> **About this exercise**
Return, word for word, every entry in the listing below, but not its images.

(Beginning of Data shown)

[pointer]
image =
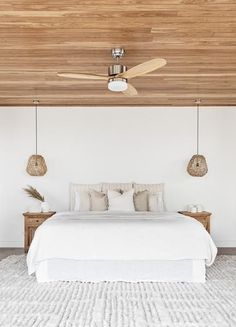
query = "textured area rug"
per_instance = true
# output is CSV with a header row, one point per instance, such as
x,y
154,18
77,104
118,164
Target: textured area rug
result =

(End of Data shown)

> **Solution to this problem**
[pointer]
image =
query = "textured area rug"
per_instance = true
# output is CSV with a header row, one point per instance, such as
x,y
154,18
77,104
118,164
Target: textured area rug
result =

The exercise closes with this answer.